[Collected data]

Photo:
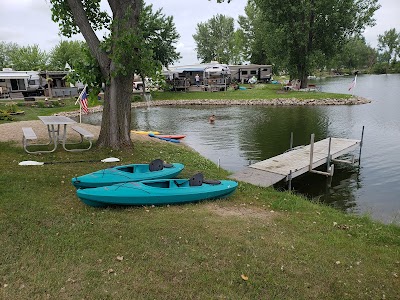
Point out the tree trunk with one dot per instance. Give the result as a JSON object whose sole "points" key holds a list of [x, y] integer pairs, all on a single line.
{"points": [[116, 118]]}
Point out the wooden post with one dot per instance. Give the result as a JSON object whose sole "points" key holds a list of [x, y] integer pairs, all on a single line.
{"points": [[311, 151], [328, 159], [361, 143], [291, 140]]}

What is being asked:
Rewrite the lines above with every "Point out" changed to "Mark" and nothing else altered. Leave out the pictures.

Exercise output:
Photo:
Mark the tree trunk with one dot per instance. Give the result as a JSON object whose sole "points" key holds a list of [x, y] integer pairs, all on a single line.
{"points": [[116, 118]]}
Mark the wooden post with one dot per instance. Give the result as a JSON object whose sole "points" key holds a list of [x, y] integer pairs, all on a single line.
{"points": [[311, 151], [328, 159], [361, 143], [291, 140]]}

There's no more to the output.